» **TASK DESCRIPTION**
From the items below, pull out each line that contains the word "grass" and copy those lines.

» **INPUT FOR THIS TASK**
★ ★ ★ ★ ★ ★ ★
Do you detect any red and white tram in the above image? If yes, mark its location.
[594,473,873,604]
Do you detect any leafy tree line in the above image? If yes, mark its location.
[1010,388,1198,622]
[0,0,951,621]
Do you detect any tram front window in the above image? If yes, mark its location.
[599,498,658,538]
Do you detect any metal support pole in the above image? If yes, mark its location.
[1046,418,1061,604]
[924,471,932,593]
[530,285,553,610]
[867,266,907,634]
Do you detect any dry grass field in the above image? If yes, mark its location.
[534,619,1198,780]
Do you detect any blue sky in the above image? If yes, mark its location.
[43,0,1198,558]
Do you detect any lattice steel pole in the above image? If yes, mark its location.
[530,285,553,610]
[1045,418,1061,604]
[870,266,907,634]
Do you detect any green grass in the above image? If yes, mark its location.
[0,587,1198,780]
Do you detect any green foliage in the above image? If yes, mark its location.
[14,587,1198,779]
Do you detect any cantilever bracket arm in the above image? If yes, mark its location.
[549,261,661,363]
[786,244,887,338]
★ ★ ★ ★ ★ ★ ★
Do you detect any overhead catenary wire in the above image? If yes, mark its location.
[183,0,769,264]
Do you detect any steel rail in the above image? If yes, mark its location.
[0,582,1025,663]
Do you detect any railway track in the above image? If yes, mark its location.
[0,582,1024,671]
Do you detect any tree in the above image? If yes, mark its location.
★ ★ ★ ★ ★ ★ ★
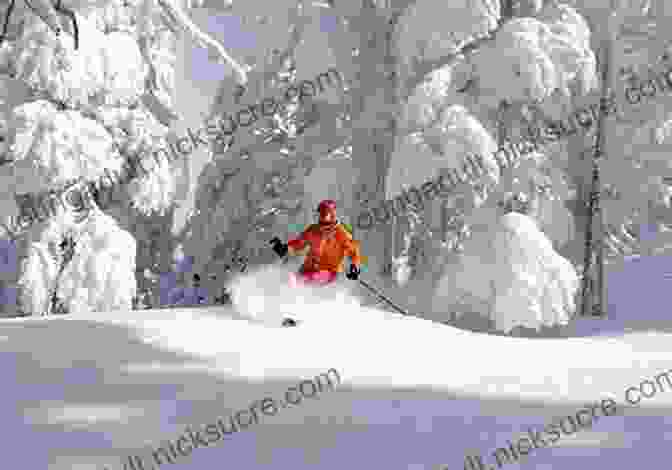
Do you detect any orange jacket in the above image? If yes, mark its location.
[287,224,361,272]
★ ★ ★ ★ ★ ★ ★
» **TASK ANSWER**
Do you detect any dry grass field in the above image? If yes, mark its location.
Do you detect any green grass in the above image? If yes, mark its location.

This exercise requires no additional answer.